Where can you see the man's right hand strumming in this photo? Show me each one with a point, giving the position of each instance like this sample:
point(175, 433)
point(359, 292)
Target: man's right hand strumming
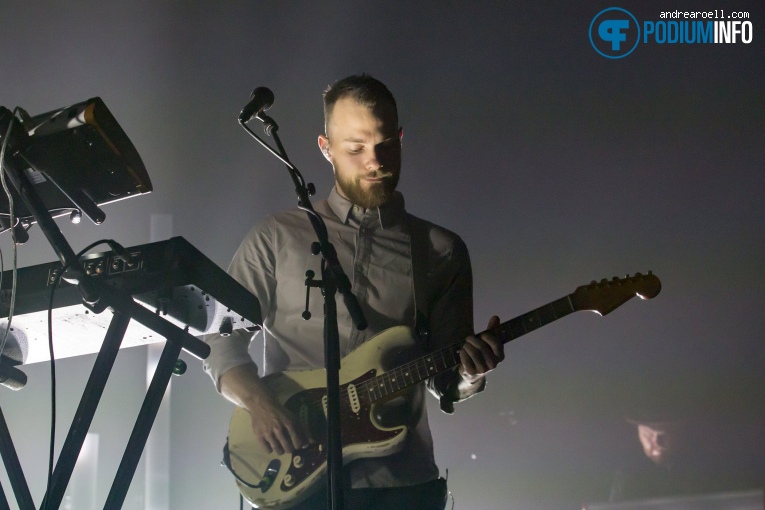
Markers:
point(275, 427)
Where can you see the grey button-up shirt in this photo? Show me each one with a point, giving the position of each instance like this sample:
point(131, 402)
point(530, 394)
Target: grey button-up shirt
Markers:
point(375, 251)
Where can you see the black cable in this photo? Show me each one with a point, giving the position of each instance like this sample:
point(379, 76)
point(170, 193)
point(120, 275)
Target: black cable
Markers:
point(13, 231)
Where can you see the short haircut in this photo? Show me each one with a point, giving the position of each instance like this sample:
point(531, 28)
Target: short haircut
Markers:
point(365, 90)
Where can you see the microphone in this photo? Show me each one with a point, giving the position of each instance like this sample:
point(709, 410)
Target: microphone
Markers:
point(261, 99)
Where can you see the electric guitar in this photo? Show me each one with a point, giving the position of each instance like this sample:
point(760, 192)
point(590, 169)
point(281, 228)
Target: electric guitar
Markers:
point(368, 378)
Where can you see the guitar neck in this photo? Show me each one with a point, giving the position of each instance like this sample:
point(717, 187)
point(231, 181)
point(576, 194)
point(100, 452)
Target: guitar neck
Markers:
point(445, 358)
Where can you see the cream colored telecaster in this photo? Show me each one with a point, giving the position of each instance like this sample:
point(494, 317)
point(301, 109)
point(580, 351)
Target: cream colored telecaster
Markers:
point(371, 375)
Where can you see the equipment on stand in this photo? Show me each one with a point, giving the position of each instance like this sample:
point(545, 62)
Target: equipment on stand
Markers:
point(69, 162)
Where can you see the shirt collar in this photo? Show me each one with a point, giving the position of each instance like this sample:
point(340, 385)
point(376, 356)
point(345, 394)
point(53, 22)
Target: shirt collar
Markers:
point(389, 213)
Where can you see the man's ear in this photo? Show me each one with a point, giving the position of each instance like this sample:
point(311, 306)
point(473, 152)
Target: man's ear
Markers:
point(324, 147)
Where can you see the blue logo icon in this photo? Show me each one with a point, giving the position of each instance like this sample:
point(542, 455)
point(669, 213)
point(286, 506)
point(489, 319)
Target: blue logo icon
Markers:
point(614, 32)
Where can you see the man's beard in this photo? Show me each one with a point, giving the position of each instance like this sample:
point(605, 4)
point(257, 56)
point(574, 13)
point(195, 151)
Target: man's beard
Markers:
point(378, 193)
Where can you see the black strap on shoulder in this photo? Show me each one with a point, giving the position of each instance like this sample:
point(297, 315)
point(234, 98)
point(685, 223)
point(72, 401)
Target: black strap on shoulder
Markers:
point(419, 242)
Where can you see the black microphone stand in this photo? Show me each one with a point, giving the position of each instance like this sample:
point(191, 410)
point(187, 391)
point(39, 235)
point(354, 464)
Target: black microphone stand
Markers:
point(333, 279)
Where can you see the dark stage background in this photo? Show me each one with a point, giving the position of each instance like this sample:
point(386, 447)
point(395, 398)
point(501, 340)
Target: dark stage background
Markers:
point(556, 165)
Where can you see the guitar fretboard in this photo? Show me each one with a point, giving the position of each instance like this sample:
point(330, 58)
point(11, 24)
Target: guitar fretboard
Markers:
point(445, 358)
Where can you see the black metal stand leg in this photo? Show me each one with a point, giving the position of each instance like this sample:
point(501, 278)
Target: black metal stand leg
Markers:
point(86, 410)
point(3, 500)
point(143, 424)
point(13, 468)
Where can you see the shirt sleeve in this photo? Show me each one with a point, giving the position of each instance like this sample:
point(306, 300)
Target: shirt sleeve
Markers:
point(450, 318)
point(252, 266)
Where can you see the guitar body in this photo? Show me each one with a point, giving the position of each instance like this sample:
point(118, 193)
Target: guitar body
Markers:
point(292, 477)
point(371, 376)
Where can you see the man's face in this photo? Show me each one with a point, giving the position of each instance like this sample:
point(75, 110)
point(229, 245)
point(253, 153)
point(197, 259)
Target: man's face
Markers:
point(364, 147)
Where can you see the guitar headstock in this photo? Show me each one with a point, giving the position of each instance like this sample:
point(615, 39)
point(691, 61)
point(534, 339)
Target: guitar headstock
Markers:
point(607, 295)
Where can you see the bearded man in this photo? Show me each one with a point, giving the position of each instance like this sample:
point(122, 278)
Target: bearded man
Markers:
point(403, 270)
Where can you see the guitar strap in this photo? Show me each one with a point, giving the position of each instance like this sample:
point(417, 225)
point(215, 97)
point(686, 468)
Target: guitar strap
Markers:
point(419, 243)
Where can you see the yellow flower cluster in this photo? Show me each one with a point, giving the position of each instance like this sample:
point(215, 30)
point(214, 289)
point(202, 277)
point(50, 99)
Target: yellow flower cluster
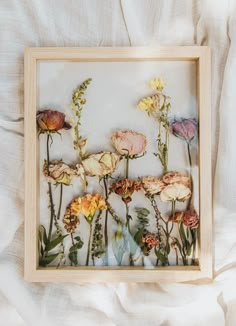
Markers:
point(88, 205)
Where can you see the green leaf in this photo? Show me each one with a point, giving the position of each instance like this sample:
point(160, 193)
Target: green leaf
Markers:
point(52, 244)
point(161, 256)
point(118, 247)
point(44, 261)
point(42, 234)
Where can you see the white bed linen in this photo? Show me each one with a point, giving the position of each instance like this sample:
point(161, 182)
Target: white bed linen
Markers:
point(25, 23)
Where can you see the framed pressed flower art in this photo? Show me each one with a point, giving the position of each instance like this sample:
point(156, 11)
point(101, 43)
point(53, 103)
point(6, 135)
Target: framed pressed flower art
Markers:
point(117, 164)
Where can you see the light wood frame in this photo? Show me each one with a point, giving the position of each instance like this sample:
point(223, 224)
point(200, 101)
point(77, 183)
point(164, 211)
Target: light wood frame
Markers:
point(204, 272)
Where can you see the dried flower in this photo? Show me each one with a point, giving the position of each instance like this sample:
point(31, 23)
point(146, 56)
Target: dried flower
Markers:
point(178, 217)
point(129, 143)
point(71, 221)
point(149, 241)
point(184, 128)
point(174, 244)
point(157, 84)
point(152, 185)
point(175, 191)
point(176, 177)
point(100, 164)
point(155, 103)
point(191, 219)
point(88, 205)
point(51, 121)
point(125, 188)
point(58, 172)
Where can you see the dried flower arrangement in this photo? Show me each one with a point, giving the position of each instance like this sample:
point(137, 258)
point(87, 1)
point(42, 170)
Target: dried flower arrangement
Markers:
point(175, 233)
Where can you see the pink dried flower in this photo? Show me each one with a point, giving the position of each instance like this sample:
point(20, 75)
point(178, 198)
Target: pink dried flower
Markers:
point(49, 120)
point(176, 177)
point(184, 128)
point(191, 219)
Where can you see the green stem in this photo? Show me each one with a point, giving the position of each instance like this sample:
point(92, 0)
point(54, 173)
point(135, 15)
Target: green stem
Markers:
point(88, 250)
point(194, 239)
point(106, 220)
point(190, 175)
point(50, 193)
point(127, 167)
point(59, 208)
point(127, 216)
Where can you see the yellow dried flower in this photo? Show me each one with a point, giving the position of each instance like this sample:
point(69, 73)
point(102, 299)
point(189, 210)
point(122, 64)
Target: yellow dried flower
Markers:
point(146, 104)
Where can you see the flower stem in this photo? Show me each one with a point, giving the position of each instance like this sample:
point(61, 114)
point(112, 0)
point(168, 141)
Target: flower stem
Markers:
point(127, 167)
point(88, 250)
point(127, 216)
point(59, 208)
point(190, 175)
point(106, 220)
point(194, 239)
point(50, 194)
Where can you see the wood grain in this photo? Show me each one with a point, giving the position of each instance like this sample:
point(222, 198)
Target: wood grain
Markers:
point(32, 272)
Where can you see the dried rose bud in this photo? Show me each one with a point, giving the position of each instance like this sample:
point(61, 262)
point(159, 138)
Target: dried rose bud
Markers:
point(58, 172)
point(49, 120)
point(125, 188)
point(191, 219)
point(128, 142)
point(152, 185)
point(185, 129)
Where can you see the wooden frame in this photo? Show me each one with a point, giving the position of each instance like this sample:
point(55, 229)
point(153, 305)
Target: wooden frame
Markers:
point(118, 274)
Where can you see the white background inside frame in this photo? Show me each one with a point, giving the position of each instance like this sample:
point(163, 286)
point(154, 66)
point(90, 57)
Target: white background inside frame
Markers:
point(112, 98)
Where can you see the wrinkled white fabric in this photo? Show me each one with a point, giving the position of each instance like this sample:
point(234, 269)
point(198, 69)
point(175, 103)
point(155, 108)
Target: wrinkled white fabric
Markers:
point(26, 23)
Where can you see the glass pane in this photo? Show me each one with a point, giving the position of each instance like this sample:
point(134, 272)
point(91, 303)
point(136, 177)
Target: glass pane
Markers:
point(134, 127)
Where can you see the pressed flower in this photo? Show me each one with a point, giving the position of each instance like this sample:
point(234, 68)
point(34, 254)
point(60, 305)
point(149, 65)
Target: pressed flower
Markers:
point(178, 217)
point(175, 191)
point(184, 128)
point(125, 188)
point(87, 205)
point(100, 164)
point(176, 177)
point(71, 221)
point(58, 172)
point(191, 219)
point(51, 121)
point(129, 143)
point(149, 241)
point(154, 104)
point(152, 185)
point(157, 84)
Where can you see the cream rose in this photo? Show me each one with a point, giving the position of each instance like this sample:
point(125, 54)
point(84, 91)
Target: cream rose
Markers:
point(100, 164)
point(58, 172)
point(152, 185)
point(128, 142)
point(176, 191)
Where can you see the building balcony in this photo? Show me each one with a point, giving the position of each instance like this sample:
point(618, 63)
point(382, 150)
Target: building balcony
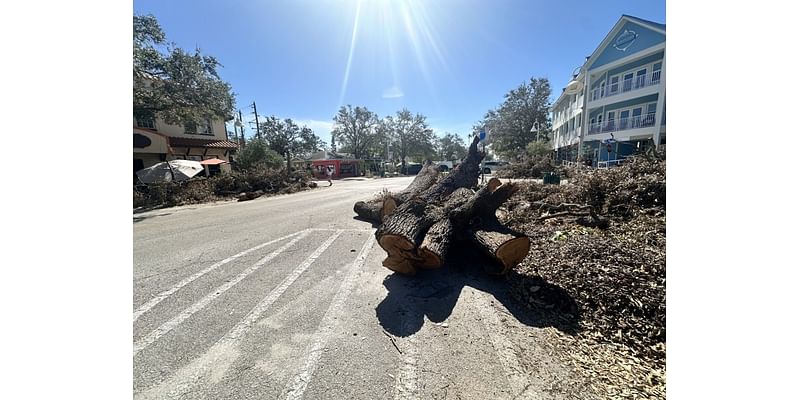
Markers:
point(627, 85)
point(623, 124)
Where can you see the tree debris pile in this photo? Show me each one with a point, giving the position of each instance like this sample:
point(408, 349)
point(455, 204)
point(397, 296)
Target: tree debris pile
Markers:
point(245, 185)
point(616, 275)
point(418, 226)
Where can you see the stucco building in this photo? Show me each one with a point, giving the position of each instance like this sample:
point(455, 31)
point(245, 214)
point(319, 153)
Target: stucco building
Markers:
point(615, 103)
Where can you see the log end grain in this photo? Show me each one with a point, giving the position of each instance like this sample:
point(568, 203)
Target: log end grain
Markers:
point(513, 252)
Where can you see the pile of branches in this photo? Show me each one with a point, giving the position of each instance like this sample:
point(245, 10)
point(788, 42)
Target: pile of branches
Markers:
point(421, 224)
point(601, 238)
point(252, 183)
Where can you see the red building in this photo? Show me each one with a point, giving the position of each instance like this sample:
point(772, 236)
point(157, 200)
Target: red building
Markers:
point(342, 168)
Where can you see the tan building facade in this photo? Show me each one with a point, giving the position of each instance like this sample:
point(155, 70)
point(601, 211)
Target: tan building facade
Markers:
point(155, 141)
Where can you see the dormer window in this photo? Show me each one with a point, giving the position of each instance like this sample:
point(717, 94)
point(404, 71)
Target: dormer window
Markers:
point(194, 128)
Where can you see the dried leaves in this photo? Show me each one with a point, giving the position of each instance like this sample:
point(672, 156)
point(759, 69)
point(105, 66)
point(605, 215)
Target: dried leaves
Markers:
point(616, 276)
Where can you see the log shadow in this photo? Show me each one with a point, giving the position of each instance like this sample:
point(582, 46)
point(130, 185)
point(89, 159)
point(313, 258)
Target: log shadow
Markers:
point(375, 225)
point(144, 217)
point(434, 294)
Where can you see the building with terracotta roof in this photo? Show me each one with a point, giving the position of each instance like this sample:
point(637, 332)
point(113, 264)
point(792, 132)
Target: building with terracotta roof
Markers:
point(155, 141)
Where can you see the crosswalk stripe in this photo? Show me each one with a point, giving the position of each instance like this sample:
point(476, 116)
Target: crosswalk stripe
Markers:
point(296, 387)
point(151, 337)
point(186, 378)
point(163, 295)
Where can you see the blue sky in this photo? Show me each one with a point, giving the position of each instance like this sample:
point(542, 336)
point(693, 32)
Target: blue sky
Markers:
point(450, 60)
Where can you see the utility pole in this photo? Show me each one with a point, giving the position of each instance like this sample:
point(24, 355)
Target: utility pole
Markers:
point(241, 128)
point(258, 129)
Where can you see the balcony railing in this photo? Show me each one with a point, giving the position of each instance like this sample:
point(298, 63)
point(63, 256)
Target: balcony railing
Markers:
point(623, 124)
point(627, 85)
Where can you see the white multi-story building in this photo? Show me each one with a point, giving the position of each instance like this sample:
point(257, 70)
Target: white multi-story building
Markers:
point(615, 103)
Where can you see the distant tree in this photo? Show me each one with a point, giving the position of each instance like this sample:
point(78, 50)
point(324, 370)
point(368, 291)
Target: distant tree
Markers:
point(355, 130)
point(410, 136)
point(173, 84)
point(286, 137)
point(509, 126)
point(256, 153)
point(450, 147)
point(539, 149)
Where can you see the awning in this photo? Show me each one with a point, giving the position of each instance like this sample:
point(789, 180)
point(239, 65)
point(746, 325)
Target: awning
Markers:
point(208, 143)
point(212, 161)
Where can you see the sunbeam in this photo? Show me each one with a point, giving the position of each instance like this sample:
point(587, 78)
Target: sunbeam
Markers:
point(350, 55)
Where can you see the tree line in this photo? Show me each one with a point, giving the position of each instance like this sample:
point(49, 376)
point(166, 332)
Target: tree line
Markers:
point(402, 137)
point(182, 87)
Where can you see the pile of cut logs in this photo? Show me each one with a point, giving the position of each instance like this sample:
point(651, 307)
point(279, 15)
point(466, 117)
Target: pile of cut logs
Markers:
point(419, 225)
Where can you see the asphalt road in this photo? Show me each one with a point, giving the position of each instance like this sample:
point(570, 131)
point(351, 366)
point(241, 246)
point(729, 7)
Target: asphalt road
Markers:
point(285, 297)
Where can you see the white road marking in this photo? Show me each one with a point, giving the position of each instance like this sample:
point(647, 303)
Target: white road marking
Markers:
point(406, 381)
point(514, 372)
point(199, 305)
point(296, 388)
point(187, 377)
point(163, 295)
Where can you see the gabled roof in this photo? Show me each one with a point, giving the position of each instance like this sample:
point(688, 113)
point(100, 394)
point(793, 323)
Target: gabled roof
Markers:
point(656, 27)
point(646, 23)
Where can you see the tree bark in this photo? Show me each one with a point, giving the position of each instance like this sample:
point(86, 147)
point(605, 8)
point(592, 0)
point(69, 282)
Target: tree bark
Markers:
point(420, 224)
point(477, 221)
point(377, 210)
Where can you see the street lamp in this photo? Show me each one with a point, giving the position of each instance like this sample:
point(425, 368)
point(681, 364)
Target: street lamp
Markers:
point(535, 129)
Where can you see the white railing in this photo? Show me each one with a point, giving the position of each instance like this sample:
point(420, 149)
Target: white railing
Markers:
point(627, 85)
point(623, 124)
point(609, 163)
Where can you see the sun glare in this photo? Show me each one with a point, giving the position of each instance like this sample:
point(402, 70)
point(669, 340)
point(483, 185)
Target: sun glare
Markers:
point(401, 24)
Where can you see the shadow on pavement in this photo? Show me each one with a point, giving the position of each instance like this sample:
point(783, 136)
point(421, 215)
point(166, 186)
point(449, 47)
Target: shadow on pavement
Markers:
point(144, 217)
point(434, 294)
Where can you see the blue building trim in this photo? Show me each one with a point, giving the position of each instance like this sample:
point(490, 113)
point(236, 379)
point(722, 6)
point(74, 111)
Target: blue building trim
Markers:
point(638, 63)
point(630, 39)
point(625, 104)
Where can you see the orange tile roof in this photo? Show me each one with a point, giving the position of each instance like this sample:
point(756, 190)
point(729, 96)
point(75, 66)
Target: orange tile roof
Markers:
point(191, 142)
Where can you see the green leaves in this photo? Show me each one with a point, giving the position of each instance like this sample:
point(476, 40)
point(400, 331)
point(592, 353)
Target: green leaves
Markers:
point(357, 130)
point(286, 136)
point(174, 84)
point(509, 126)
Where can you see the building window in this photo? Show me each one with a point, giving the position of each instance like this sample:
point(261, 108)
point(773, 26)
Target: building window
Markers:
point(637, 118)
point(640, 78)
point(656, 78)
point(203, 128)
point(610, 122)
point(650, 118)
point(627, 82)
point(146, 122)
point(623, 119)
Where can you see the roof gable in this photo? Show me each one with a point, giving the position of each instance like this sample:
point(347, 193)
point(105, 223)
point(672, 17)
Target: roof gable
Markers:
_ _ _ _ _ _ _
Which lines in the records above include the word "guitar"? Copy them out.

Where can you see the electric guitar in this photo? Show me each one with a point, giving the position of each instance like this sample:
Target: electric guitar
Where can you see the guitar neck in this photo? Show me each one with a point, giving the position of each instance like this sample:
Target: guitar neck
Where can you see the guitar fretboard in this photo? Show me each one with a point, giving the position of each instance like this sample:
Target: guitar fretboard
Where can you see the guitar body in this photo? Show me each one with a point, giving the position of each instance like this sample:
Target: guitar body
Where can you see the guitar headstock in this photo? Show me each one with a point, giving the position of each instance like this sample:
Target: guitar headstock
Where can you see the guitar strap in this photo? Show me each one with a point, giving the position of each instance like this sample:
Target: guitar strap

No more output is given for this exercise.